== Actions to take ==
1. Using the neuroprosthetics passage, decide whether each statement below agrees with it. Answer yes or no for each and quote the words that decide it.
(a) The genomically-customized neuroprosthetic pill already exists.
(b) Nuclear technology made both power plants and devastating weapons possible.
(c) The writer thinks we have a choice of whether to proceed.
2. Write the next part of the neuroprosthetics passage, picking up right after its last sentence.

== Document passage ==

Alas, for now, the genomically-customized neuroprosthetic pill is science fiction. But Bryan’s work in neuroprosthetics, like that being done by others in genomics and pharmacology, is likely to be a productive and perhaps even essential step in the right direction. Imagine miniaturizing the wireless neuroprosthetic, encoding it with a universally unique biological identifier, and swallowing billions of them in a pill containing ingredients that transport them into the nervous system. That sounds complex to develop. And it will surely be more complex than it sounds. But something approximating this resonates with my sense of aspiration.

Maybe this sounds frightening. There are definitely risks. Bryan recognizes that. Technology is just power, for good or evil. It’s not inherently one or the other. He reminds us that medical technology made germ warfare possible, and nuclear technology made both power plants and devastating weapons possible. But he hopes the discussion will not begin from or dwell on fear.

“As we embark on the greatest human expedition yet, now is the time for a discussion about HI+AI. But rather than letting risk-anchored scaremongering drive the discussion, let’s start with the promise of HI+AI; the pictures we paint depend upon the brushes we use. The narratives we create for the future of HI+AI matter because they create blueprints of action that contend for our decision-making, consciously and subconsciously. Adopting a fear-based narrative as our primary frame of reference is starting to limit the imagination, curiosity and exploratory instincts that have always been at the core of being human.”

We have a choice, as never before, of how to proceed. More so than our ancestors, our destiny is in our hands. But I think it would be a mistake to think we have a choice of whether to proceed. Machine intelligence is progressing rapidly. We have already developed rudimentary means of interfacing with human intelligence. Someone somewhere will develop that technology further. If fear prevents you and me from engaging in the discussion, or if fear prevents us from taking action, it will probably be others that decide how to use this power. Whether they are machines or other humans that choose to proceed without us, they may not have our values in mind.

Stored data
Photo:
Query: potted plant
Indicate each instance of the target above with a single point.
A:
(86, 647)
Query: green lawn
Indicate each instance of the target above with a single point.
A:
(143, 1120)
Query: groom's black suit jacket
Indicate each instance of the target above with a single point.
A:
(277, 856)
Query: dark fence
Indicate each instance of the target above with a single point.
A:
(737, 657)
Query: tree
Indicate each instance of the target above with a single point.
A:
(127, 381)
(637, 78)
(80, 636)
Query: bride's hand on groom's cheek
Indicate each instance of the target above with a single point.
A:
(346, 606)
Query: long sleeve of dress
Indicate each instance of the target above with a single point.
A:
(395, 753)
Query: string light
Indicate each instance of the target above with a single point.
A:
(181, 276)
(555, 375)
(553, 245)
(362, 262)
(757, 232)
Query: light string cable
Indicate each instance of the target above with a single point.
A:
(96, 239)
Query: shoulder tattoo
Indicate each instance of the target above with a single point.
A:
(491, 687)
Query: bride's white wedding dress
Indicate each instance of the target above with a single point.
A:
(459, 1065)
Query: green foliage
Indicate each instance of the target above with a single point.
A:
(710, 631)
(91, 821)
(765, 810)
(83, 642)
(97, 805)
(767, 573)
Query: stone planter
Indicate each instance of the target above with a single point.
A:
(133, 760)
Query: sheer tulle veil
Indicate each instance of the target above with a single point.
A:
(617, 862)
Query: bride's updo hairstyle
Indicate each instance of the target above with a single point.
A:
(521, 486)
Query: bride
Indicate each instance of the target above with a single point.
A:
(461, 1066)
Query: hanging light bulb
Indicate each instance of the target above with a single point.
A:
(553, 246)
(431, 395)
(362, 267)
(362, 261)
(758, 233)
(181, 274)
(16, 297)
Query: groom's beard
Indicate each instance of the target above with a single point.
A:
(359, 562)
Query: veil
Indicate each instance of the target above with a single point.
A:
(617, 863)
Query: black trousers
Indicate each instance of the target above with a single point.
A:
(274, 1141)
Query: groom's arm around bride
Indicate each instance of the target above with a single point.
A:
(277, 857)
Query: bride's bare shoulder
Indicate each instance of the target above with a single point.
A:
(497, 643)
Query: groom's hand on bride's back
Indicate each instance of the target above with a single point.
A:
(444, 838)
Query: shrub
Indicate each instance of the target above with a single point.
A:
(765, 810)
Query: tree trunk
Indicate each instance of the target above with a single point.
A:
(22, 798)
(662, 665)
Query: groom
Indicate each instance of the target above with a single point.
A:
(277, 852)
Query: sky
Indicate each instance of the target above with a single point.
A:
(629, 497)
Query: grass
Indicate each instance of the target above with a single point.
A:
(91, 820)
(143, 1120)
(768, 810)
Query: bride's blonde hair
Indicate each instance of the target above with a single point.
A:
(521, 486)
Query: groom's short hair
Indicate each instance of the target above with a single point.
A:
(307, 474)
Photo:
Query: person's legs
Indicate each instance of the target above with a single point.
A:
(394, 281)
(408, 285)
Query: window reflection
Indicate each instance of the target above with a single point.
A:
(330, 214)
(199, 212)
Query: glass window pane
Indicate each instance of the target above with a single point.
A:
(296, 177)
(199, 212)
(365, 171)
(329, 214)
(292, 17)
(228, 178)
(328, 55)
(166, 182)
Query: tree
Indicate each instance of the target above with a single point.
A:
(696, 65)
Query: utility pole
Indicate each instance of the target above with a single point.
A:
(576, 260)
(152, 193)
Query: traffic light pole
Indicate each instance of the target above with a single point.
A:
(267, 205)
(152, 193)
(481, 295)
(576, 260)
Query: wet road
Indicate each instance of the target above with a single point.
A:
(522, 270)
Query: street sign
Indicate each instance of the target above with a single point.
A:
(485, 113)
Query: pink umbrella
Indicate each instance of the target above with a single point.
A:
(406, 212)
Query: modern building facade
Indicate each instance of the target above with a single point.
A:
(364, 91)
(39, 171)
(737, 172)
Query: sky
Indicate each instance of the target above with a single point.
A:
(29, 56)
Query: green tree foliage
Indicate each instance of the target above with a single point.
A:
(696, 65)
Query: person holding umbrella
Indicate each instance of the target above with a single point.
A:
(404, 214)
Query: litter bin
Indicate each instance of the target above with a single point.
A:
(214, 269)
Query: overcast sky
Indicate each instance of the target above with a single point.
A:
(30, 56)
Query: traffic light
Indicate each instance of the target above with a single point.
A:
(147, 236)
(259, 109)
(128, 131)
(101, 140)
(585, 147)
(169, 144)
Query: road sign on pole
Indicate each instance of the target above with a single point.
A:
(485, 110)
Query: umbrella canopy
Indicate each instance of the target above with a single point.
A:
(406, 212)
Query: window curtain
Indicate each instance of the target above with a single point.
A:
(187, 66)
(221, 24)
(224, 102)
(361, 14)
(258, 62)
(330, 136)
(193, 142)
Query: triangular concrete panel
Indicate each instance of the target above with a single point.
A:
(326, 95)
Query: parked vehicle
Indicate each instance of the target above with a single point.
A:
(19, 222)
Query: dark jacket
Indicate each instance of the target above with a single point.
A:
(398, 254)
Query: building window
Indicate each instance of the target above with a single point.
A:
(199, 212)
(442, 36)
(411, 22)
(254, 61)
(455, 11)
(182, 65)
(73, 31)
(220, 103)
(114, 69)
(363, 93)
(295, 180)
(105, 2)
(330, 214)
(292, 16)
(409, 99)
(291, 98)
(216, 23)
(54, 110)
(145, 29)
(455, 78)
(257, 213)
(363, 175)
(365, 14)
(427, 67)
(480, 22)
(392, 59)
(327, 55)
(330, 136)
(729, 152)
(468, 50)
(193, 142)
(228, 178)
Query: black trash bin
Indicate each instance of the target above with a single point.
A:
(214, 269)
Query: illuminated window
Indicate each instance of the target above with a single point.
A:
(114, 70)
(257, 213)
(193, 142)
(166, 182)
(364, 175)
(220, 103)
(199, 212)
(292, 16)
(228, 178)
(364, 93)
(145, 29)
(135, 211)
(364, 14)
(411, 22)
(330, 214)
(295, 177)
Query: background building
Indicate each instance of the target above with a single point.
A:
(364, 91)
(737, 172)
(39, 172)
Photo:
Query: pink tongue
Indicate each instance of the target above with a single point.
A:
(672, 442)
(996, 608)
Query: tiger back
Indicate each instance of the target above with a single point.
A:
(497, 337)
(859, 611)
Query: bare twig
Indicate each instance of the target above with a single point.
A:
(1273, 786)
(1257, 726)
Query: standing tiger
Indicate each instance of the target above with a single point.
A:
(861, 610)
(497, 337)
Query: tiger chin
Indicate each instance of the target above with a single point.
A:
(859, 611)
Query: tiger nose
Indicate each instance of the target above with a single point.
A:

== Answer section ==
1.
(a) No: "Alas, for now, the genomically-customized neuroprosthetic pill is science fiction."
(b) Yes: "nuclear technology made both power plants and devastating weapons possible."
(c) No: "But I think it would be a mistake to think we have a choice of whether to proceed."

2.
And perhaps that’s the heart of the challenge. What of values? Some lament they’ll all be lost in dehumanization, and superficial technophilia reinforces their concerns. It’s trivially easy to find arrogance, greed, lust, envy, gluttony, wrath, and sloth among the technological elites. And it’s nearly as easy to find simplistic escapism, anti-humanism, and nihilism there. If it’s just about the power, now or ever, we are lost. As thoroughly as any weaponized annihilation, our tech-enhanced vices can annihilate our humanity. And arguably that’s precisely what would lead to the greatest risks of weaponized annihilation, just cleaning up after the mess, so to speak.

I share in Bryan’s call to turn our backs on fear. And when we do, what will we see? What is it, in the opposite direction? If we think we’ll see our vices, we’ve not fully turned our backs. Keep turning, until you start to feel something else. It may be warm and comforting. Maybe it will be fresh and invigorating. Whatever the specifics, it will be life. You will feel life. Breathing it in, there will be courage. Exhaling, there will be compassion. When you feel that, start going forward.

Along your way, you’ll discover others joining in the journey. Together, we’ll create more company. And some of our creations will also join us in the journey. We’ve done this before in ancient ways, bringing our physical children into the world, teaching them, and learning from them. We’ll do it again, and again, in new ways, bringing our spiritual children into the world. Intimately connected with us, they’ll expand our experiential space, our empathy, beyond anything we now have the anatomical capacity to imagine. Then, despite whatever risks will surely present themselves, we may have an opportunity to know what it is to give and receive a greater love, approaching the breadths and depths of eternity.